- EXTRACT TO READ
Arts, Featured Column, Television

How Jon Stewart And ‘Fake News’ Challenged The Media Industry

We have to start asking whether absorbing fake news into the mainstream is a cure for our ills or a symptom of the problem.

Last Wednesday, the newest version of CNN’s polarizing debate show Crossfire was quietly euthanized with an official cancellation announcement. It is hard to imagine that the announcement inspired much mourning. Crossfire, which pits conservative and liberal pundits side by side to state their opinions as loudly and angrily as possible, has long been derided as a symbol of CNN’s decline from “the most trusted name in news” to a ratings-hungry monster. With Crossfire gone, the network will surely devote even more airtime to chasing lost Malaysian airplanes, stirring up panic about the Ebola crisis, and beaming holograms into its newsroom.

Fittingly enough, the cancellation came 10 years to the day after Jon Stewart’s famous 2004 appearance on the show, when he was invited to promote his book and instead spent his time insulting his hosts and everything for which their show stood. In his typical blend of snark and sincerity, he accused Crossfire of dividing the nation and shirking its journalistic responsibilities, exploiting the most extreme political positions at the expense of the moderate majority. You can find Stewart’s appearance on YouTube, and it’s still a marvel to behold, as he gradually turns Crossfire’s audience against the show itself, while its partisan hosts squirm, laugh nervously, and defensively cut him off, entirely ignoring the substance of his argument.

Ten years later, it would appear that Stewart has had the last laugh. And he’s not alone—a virtual cottage industry of “fake news” has taken hold over our culture, as the careers of Stephen Colbert, John Oliver, and the folks at The Onion and Clickhole can attest. There’s a reason this stuff is so popular, of course. To watch John Oliver’s investigation into civil forfeiture laws or Stewart’s piece on the Washington Redskins name controversy is to realize that no mainstream news program would tackle these topics in so much detail. Take out the jokes and swearing, and fake news starts to look rather real, featuring more sustained investigative reporting than so-called “serious” news outlets—especially the likes of CNN and Fox, which long ago became self-parodies.

For all that, though, there is a real danger in holding comedians as standards of journalistic integrity. Stewart himself has always made that distinction, insisting that what he does is comedy and should not be mistaken for a substantive news show. Yet he wants to have his cake and eat it, too, serving up insightful political reporting but always ready to deflect criticism with the “Hey, it’s just comedy” excuse. His viewers don’t seem to care about that distinction, either. Look on any college student’s Facebook newsfeed, and you will immediately see how clips from The Daily Show or Last Week Tonight are reposted not so much for comedic value as to express the user’s political beliefs about Ferguson, or Ukraine, or ISIS.

- GIVEN MATERIAL

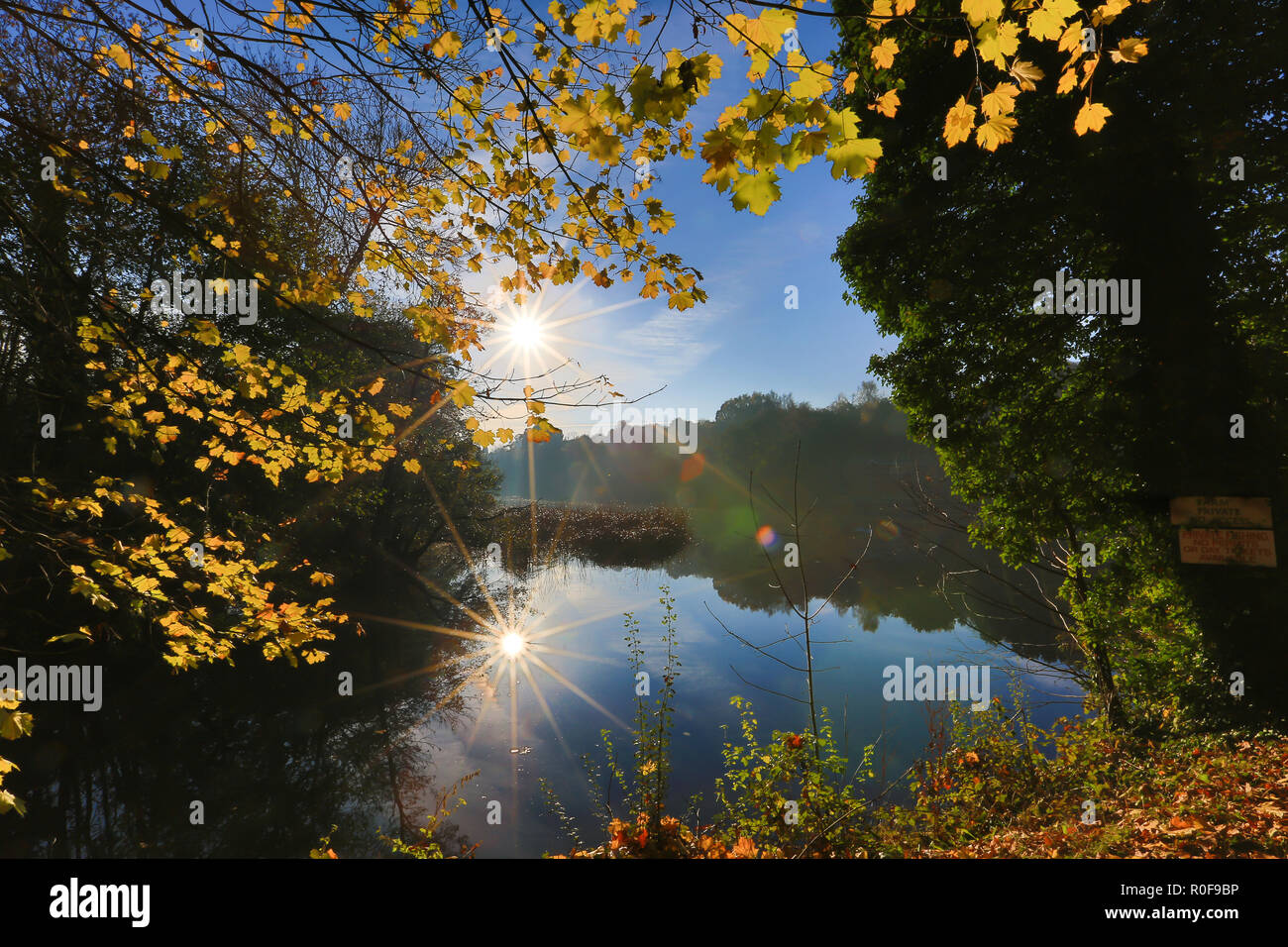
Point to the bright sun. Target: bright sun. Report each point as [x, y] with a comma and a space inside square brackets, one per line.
[526, 333]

- TASKS AND EXERCISES
[A] For the column on Jon Stewart and fake news, decide whether each statement agrees with it. Answer yes or no, and quote the words from the column that decide it.
(i) Stewart was invited onto Crossfire to promote his book.
(ii) Crossfire was canceled five years after Stewart's appearance on the show.
(iii) Stewart has said that his work should be taken as a substantive news show.
[B] Use the column on Jon Stewart and fake news to answer these questions.
(i) In what year did Stewart appear on Crossfire?
(ii) Which network aired Crossfire?
(iii) Who investigated civil forfeiture laws?
[C] Continue the column on Jon Stewart and fake news, starting after its final sentence.

- YOUR WRITTEN ANSWERS
[A]
(i) Yes: "he was invited to promote his book"
(ii) No: "the cancellation came 10 years to the day after Jon Stewart’s famous 2004 appearance on the show"
(iii) No: "insisting that what he does is comedy and should not be mistaken for a substantive news show"

[B]
(i) 2004
(ii) CNN
(iii) John Oliver

[C]
But what does this reliance on fake news say about the health of our news media? Nothing very reassuring, I think. It speaks to our general skepticism toward the trustworthiness of modern news: it suggests that we are better off mocking our institutional failures than doing something to change them.

Increasingly, though, the major networks and news outlets are embracing the talent that has spent so much time tearing them down. This week it was reported that Stewart was heavily courted by NBC to become the new host of Meet the Press—a remarkable vote of confidence in a comedian to headline America’s longest-running talk show. Next year, Colbert will be heading to CBS to take over Late Show from David Letterman—not a news gig, per se, but it’s hard to imagine that Colbert’s political leanings and satirical bent will be completely absent. The New Yorker has absorbed Andy Borowitz’s satirical blog in a way that frequently deceives casual visitors, who take his stories for the real thing. We are not yet at a point where The Associated Press will recruit its news staff from The Onion, but the line between news and entertainment has never been so blurred.

At a certain point, though, we have to start asking whether absorbing fake news into the mainstream is a cure for our ills or a symptom of the problem. Comedians have their place, of course, and hosts like Stewart and Oliver have a unique talent at channeling moral outrage into brilliant comedy.

But that doesn’t make them journalists. And at the end of the day, we should all be grateful that Jon Stewart will not be hosting Meet the Press, because the more we embrace fake news, the more we give up on real news—and that is no laughing matter.